Given records
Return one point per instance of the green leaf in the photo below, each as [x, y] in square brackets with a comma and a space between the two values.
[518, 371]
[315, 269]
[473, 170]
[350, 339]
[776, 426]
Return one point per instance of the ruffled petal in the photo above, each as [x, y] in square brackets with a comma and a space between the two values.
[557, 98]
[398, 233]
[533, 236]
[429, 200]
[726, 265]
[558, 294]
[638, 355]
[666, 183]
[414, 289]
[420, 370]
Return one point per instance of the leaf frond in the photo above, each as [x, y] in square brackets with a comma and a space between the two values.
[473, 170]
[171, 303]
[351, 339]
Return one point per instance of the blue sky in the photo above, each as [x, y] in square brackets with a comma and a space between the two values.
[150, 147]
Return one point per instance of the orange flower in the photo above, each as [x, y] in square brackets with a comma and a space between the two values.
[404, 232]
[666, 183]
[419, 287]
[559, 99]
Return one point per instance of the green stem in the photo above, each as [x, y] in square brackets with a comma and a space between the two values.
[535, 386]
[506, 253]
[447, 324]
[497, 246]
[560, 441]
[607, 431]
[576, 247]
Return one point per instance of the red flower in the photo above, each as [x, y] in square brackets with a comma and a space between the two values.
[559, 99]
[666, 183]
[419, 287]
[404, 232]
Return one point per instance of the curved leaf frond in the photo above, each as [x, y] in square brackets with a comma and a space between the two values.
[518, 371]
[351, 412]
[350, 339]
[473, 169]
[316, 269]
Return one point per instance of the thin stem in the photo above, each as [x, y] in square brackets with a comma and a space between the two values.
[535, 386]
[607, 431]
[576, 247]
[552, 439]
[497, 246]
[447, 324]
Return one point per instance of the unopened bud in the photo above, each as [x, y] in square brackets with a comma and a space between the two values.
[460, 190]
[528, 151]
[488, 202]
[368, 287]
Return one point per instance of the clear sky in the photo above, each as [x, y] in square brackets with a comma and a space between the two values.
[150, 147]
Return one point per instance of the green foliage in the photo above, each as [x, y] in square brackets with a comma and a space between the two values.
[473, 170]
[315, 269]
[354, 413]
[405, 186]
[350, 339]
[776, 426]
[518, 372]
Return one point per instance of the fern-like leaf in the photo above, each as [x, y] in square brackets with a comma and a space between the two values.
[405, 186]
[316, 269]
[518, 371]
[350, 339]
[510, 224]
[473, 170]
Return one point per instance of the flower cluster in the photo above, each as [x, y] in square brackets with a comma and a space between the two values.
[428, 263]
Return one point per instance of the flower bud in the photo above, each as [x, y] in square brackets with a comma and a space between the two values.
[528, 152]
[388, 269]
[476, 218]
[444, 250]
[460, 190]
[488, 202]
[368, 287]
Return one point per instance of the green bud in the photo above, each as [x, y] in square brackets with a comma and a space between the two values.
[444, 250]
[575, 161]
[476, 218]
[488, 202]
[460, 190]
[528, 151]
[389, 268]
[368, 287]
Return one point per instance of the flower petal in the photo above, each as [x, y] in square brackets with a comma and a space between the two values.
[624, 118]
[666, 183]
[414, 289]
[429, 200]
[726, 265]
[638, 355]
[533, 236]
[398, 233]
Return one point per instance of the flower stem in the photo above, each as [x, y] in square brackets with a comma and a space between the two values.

Instructions for the task
Copy out every line of the listing above, word for word and in the same order.

Solution to the exercise
Return one point per instance of the green leaf in the photo below, each as [x, y] in square brackets with a comma and a space between the two values.
[518, 371]
[315, 269]
[473, 170]
[350, 339]
[776, 426]
Return one point per instance of the ruffled petal in the photo above, each as [x, y] in square brackets with a comma and a space between the two values.
[557, 98]
[398, 233]
[533, 236]
[429, 200]
[726, 265]
[558, 294]
[638, 355]
[666, 183]
[414, 289]
[420, 370]
Return one point per instance of the leaf frond in the photo above, each as [x, y] in square brackets with a comma and a space between the two values.
[473, 170]
[171, 303]
[351, 339]
Return one point per instance of the blue sky in the photo above, each as [x, y] in square brackets with a comma and a space between the two values.
[150, 147]
Return one point per instance of the orange flower in the photo above, each as [x, y] in square brackets with a comma and a space between the two values.
[404, 232]
[666, 183]
[419, 287]
[559, 99]
Return one point per instance of the green stem in the photo above, each as [x, y] in square brackets with a comma and a space between the two values.
[535, 386]
[506, 253]
[447, 324]
[497, 246]
[560, 441]
[607, 431]
[576, 247]
Return one point per instance of the red flower in the photo above, each as [x, y] in square brackets with a comma and a space between the two values.
[559, 99]
[666, 183]
[419, 287]
[404, 232]
Return one point per instance of the curved leaf frond in the photo above, each as [x, y] in square brackets with a comma and a space between the two values.
[518, 371]
[351, 412]
[350, 339]
[473, 169]
[316, 269]
Return one point per instance of the thin stem in the photo above, each as [x, y] in square brackets with a comma and a space between the two values.
[535, 386]
[607, 431]
[576, 247]
[552, 439]
[497, 246]
[447, 324]
Return one point per instance of the unopened bud in the photo above, each as [x, y] in square brackets with a comma and a space between the two values.
[460, 190]
[528, 151]
[488, 202]
[368, 287]
Return one point per instance of the clear sky in the photo above, each as [x, y] in square brackets with a comma and a space between the two values.
[150, 147]
Return one point per instance of the green foliage in the photo above, each as [x, y] in square brackets with a comma and a space between the two values.
[473, 170]
[315, 269]
[354, 413]
[405, 186]
[350, 339]
[776, 426]
[518, 372]
Return one point per instance of the fern-like leaf in the photo above, each as [x, y] in square brackets with a comma and a space between the two values.
[405, 186]
[316, 269]
[518, 371]
[350, 339]
[510, 224]
[473, 170]
Return one point per instance of the flower cluster in the photo above, each as [x, y] in square brackets with a comma and a space between the two values.
[428, 263]
Return one point per instance of the flower bud in the photo above, each as [x, y] in square brackets with a comma and a space between the two values.
[528, 152]
[388, 269]
[476, 218]
[444, 250]
[460, 190]
[488, 202]
[368, 287]
Return one point per instance of the green bud in the photo above, each as [x, y] in square brackets with a comma and a space between the two values.
[444, 250]
[575, 161]
[476, 218]
[488, 202]
[460, 190]
[528, 151]
[389, 268]
[368, 287]
Return one point per instance of the flower petal in the photo above, each as [x, y] in square brackets with a comma and a space between the two values.
[624, 118]
[666, 183]
[414, 289]
[429, 200]
[726, 265]
[638, 355]
[533, 236]
[398, 233]
Return one point per instance of the flower stem in the photo above, each as [x, y] in square brackets with a comma and a space between the two values.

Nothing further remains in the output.